§ Exercise prompt
Write down, unchanged, the entries from the first line through the line holding "Expected behaviour: for every instance of the waterfront". Include no other line.
** Opening Source information block **
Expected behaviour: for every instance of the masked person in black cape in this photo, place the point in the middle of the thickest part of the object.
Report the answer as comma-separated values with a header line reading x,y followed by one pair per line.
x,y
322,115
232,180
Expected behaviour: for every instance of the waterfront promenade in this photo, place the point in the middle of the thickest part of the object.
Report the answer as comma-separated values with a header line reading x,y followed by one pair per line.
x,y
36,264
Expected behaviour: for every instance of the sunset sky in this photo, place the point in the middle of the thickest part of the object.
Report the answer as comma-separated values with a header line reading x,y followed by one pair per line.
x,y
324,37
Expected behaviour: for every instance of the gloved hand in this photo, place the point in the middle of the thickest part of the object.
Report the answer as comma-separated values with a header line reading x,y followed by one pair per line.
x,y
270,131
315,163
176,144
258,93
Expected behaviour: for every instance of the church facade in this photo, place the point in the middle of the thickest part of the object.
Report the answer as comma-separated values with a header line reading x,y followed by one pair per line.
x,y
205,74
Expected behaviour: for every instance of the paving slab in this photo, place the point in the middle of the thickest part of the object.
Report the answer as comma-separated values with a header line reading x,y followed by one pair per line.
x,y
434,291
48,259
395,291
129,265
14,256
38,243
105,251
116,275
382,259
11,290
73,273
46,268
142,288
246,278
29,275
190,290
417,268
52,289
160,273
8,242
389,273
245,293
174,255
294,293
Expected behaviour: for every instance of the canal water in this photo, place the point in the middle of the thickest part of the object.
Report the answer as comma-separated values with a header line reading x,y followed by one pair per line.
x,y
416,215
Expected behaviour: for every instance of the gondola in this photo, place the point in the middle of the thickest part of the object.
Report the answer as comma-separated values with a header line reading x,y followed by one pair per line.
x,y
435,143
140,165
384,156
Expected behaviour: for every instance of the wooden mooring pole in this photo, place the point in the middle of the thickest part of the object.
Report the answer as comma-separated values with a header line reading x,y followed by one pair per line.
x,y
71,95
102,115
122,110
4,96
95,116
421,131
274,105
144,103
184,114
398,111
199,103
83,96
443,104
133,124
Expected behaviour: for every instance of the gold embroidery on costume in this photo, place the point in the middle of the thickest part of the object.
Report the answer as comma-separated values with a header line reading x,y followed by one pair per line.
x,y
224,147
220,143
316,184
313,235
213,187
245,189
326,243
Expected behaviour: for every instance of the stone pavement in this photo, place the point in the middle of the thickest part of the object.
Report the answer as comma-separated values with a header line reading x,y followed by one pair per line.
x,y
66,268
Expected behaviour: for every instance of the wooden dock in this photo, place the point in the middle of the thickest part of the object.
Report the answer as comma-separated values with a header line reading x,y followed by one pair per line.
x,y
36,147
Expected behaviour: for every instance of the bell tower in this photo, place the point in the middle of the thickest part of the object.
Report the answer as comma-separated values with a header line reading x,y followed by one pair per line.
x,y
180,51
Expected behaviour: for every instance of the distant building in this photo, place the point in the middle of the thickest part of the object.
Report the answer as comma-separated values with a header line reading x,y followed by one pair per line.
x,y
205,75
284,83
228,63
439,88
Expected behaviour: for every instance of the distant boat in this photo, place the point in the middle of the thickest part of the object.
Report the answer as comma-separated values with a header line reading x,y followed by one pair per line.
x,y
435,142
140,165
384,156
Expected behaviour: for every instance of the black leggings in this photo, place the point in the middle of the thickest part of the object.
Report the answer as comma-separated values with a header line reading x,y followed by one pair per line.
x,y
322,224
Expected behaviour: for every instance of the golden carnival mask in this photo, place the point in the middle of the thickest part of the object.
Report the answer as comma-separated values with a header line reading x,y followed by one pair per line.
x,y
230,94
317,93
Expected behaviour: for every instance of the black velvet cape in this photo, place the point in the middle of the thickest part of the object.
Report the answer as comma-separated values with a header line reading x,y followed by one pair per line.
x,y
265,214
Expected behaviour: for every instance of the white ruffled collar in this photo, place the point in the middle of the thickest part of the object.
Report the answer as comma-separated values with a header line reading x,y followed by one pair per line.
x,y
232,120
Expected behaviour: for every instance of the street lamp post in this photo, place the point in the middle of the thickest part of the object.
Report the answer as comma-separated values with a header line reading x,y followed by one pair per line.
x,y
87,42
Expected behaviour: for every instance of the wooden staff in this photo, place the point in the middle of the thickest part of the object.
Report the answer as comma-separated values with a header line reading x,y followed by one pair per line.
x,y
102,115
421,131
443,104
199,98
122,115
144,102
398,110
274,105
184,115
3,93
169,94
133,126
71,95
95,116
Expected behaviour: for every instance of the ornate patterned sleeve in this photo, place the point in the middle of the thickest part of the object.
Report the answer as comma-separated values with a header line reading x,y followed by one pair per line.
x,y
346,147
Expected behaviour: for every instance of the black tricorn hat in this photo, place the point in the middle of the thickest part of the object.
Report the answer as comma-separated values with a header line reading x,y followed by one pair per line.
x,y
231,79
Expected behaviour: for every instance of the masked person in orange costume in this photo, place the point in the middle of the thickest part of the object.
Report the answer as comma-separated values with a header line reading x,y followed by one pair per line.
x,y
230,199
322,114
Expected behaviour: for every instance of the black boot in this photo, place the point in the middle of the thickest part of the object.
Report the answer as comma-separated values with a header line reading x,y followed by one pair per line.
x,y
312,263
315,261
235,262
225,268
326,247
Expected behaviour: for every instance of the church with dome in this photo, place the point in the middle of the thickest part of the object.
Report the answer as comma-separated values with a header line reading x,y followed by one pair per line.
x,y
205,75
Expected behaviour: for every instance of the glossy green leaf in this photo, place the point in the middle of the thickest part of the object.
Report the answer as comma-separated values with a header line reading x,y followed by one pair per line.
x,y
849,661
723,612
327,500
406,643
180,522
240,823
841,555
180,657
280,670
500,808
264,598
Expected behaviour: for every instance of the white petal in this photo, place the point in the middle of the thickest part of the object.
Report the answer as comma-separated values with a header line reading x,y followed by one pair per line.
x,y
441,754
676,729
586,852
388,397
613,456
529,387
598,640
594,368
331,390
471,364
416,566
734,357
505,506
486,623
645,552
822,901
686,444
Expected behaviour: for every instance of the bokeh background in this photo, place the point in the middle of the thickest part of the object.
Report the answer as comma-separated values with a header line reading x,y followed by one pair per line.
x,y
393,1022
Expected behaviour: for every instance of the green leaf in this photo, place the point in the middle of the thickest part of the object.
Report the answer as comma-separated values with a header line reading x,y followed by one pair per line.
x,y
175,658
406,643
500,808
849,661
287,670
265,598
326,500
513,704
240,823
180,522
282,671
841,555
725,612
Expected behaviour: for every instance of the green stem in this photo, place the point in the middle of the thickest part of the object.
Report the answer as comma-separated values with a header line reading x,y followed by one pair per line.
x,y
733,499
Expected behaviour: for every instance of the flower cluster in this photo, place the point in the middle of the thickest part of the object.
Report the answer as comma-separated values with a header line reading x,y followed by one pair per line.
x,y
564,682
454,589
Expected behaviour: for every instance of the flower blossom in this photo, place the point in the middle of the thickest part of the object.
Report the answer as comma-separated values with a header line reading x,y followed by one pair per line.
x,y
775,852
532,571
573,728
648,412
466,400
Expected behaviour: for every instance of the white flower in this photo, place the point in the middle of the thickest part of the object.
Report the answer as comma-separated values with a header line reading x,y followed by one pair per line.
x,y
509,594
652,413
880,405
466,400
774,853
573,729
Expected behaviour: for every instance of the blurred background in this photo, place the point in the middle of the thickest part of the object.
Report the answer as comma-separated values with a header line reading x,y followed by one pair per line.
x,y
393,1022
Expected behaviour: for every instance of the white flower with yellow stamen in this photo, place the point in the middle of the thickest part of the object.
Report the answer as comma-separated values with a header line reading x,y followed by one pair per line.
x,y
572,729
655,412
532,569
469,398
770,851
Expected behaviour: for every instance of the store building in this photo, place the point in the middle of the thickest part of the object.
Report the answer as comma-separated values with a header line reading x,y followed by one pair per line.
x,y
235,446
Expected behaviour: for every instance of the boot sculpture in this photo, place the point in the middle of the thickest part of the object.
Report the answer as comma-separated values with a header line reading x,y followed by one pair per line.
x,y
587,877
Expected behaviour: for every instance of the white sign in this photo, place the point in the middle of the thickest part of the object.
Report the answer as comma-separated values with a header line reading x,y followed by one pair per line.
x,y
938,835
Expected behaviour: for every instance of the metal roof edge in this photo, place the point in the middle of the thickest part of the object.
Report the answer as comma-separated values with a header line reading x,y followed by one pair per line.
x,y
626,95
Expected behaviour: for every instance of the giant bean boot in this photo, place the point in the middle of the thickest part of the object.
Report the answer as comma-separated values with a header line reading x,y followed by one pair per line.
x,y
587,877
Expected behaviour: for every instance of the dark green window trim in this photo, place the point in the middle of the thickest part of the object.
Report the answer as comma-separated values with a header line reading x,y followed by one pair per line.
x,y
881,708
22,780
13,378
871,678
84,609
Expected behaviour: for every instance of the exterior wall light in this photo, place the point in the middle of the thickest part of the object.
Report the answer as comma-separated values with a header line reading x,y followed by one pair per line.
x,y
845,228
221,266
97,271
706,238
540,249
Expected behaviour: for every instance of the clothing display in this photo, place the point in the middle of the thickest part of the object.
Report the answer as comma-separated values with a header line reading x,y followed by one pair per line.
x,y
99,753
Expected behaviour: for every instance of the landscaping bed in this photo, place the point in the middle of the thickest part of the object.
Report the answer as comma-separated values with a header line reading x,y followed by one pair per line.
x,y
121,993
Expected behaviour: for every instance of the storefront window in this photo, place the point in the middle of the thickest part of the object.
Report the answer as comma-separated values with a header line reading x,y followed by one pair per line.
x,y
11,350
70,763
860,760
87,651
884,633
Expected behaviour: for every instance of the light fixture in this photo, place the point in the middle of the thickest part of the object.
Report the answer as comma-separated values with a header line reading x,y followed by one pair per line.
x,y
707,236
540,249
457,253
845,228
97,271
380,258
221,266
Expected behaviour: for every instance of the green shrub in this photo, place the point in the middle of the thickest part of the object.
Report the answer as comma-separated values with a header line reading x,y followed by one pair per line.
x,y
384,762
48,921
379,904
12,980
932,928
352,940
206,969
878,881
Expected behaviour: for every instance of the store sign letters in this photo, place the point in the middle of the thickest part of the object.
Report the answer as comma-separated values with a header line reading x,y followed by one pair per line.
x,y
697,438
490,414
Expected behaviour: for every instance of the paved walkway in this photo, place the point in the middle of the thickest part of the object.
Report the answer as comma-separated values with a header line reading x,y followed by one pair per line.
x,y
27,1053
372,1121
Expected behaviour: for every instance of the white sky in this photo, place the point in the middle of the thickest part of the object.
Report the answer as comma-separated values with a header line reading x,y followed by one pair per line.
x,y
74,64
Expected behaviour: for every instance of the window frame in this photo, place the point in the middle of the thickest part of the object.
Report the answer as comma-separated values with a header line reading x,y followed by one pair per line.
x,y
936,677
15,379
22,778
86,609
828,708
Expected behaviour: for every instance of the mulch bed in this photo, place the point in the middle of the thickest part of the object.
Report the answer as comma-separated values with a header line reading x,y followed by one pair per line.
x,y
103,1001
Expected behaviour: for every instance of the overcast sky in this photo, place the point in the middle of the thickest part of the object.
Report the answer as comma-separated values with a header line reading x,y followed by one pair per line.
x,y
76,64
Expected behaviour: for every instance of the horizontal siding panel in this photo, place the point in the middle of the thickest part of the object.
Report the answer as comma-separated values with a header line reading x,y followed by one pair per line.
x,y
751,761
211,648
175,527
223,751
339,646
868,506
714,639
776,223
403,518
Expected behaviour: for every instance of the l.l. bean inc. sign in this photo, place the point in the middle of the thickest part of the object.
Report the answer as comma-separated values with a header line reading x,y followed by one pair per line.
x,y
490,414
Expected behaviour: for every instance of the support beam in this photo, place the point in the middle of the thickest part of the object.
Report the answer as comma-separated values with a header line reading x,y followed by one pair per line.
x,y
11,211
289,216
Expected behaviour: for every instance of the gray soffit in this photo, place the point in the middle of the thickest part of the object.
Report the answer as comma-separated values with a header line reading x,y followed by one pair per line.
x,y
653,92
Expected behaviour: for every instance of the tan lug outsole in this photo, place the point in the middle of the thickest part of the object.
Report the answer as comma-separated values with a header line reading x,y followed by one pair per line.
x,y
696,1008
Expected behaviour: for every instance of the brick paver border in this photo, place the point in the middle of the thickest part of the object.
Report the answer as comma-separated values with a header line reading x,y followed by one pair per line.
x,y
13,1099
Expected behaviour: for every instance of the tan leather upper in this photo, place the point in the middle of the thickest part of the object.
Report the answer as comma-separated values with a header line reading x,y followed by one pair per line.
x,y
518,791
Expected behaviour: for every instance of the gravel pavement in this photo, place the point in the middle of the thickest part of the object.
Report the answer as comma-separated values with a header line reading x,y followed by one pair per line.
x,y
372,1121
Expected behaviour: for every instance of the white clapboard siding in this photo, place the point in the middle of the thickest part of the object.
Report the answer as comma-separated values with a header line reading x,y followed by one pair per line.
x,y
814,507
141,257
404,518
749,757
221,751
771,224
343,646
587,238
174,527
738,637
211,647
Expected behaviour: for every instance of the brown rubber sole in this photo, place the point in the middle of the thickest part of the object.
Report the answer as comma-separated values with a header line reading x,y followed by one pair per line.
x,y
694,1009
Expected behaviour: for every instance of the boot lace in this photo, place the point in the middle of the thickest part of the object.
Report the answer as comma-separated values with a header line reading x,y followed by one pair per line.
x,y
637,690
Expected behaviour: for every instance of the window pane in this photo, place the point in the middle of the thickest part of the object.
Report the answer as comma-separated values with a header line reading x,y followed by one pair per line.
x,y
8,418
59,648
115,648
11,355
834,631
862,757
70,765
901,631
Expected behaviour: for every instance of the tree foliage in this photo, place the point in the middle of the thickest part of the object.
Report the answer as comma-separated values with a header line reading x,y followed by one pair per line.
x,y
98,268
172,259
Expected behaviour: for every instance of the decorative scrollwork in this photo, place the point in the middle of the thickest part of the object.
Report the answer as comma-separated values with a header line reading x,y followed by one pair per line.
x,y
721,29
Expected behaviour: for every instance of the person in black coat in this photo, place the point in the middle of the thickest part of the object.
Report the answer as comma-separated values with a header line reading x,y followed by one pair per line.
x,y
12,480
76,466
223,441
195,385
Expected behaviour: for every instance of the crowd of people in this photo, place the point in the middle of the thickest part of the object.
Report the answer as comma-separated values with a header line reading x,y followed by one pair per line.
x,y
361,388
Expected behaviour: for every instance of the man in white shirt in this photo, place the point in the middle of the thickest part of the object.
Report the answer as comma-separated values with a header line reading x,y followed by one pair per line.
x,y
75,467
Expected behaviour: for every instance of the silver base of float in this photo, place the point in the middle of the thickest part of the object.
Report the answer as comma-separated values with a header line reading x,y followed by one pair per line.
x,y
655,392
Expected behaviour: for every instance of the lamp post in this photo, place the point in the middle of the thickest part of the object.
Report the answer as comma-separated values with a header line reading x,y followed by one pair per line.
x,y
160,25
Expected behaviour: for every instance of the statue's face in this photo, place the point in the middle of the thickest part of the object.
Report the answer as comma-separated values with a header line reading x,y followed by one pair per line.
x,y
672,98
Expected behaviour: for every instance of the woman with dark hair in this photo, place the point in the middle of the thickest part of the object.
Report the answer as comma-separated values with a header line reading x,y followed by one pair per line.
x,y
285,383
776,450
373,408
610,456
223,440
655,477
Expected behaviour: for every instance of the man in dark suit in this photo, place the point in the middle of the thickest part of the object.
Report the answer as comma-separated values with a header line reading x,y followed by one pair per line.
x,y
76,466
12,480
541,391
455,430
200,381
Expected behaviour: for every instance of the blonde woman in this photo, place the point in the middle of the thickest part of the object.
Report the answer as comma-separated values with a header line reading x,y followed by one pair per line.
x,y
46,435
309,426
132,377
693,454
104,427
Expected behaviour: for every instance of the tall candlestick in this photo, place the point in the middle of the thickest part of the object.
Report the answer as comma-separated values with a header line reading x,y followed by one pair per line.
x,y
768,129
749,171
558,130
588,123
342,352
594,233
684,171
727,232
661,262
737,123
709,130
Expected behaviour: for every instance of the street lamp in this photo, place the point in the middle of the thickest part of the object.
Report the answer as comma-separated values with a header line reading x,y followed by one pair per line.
** Closing Source information block **
§ Answer to the exercise
Expected behaviour: for every instance of the masked person in black cape in this photo, place the point in the middle of the thickest part of the object.
Report the answer as comma-separated values with a header line reading x,y followed by one pair per line.
x,y
322,115
232,180
Expected behaviour: for every instance of the waterfront promenade in this photo, place the point in the middle of the thickest part of the object.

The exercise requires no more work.